→ WORK TO COMPLETE
Scale the part of the items that opens with the line containing "[locate] serrated leaf (one dot each)" and runs through the end of the items. Give all of its lines again, requests included, with every coordinate in the answers multiplied by 1.35 and rounded to a whole number (halves up), and give only those lines.
[MATERIAL FOR THIS TASK start]
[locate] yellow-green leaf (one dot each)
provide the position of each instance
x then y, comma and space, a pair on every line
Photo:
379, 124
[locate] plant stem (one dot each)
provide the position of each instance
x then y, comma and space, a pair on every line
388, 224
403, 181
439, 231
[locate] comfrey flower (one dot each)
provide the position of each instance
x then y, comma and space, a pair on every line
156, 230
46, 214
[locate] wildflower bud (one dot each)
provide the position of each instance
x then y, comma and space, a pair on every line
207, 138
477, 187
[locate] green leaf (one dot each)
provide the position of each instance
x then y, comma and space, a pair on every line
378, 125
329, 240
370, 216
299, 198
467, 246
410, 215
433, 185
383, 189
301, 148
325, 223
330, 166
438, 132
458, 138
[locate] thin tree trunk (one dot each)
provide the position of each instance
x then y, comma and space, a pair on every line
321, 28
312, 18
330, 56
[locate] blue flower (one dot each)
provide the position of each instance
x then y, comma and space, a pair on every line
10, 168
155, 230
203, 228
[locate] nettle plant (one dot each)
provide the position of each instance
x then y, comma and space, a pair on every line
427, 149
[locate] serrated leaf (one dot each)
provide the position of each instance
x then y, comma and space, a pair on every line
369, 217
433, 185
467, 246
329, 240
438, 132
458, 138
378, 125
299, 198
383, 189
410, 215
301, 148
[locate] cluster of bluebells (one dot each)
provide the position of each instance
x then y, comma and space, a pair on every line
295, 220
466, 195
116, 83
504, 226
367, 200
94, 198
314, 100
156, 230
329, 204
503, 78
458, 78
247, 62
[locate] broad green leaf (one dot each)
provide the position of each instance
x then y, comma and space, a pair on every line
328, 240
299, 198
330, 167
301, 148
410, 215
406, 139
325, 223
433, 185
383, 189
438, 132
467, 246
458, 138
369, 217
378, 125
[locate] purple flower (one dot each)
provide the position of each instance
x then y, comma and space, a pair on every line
[MATERIAL FOR THIS TASK end]
→ THE RESPONSE
[locate] serrated leaf (one dot each)
provide the position of each instance
x then y, comma and space, a pair on every line
498, 293
585, 250
630, 332
444, 324
591, 178
618, 186
510, 169
404, 267
517, 255
554, 290
406, 200
[locate] cluster of bluebells (one dot each)
provide the position of each instance
x then y, comma and space, a pair on every line
398, 297
629, 263
157, 112
680, 305
495, 270
127, 267
424, 135
211, 311
444, 275
679, 105
618, 105
333, 84
[locate] broad green leaf (one dot each)
provide the position of each instance
x then y, comma and space, a pair on every line
443, 324
404, 267
446, 225
406, 200
554, 290
548, 188
439, 301
585, 250
517, 255
591, 178
630, 332
618, 186
498, 293
510, 169
[locate] purple flower (one dot each)
provide the position of each instance
x then y, comma and space, a pair on every line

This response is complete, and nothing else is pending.